==== RECORDS FOR PROCESSING
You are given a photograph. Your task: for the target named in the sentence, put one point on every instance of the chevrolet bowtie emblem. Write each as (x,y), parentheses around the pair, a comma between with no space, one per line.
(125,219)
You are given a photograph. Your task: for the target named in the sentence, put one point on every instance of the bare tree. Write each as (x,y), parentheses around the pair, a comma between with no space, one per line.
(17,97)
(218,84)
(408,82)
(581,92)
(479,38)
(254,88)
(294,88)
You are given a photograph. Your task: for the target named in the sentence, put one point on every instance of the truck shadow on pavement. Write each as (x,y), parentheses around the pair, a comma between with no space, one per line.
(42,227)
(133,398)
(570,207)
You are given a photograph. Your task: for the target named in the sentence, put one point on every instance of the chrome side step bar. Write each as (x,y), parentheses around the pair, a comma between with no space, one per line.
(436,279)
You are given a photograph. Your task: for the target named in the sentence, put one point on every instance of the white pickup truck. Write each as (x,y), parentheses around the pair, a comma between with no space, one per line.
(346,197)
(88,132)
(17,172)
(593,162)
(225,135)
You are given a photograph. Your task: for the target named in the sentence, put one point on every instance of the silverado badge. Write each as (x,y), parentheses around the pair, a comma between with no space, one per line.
========
WHAT YOU HAVE TO DO
Format every line above as a JSON list of strings, one string per line, and leave out any blank lines.

RESPONSE FOR THIS EXERCISE
[
  "You are given a photograph. Your task: for the target named in the sentence, put one point on every instance of the chevrolet bowtie emblem. Write each as (x,y), parentheses around the pair, a comma between with no space, one per line.",
  "(125,219)",
  "You are given a photograph. Your task: for the target named in the sentence, put one point on every instance of the bare tree. Write each as (x,y), parentheses around the pair, a comma between with no space, one per line.",
  "(17,97)",
  "(218,84)",
  "(408,82)",
  "(581,92)",
  "(479,38)",
  "(254,88)",
  "(294,88)",
  "You are given a photograph. Your task: for the target named in the sentence, put one point on every instance of the truck shadow on pavement. Write each as (x,y), parentheses around the pair, a comma between with no space, one per line.",
  "(42,227)",
  "(133,398)",
  "(570,207)",
  "You are given a photograph. Your task: for the target named in the sentence, put one point on every instance of the chrome side step bar. Write each as (x,y), parentheses around the pair, a comma between with no space, one per line.",
  "(436,279)",
  "You are given a photograph. Your task: for the target named in the sentence, put one point on every instance of the white pickup truck. Write each as (x,y), parentheses around the pair, a comma between with no space, one per line.",
  "(346,197)",
  "(88,132)",
  "(17,172)",
  "(593,162)",
  "(225,135)",
  "You are given a photograph. Your task: for the target named in the sentence, put one point on every instance of the silverado badge. Write each as (x,y), parentheses around the pair, a comma between with no space, one per line."
]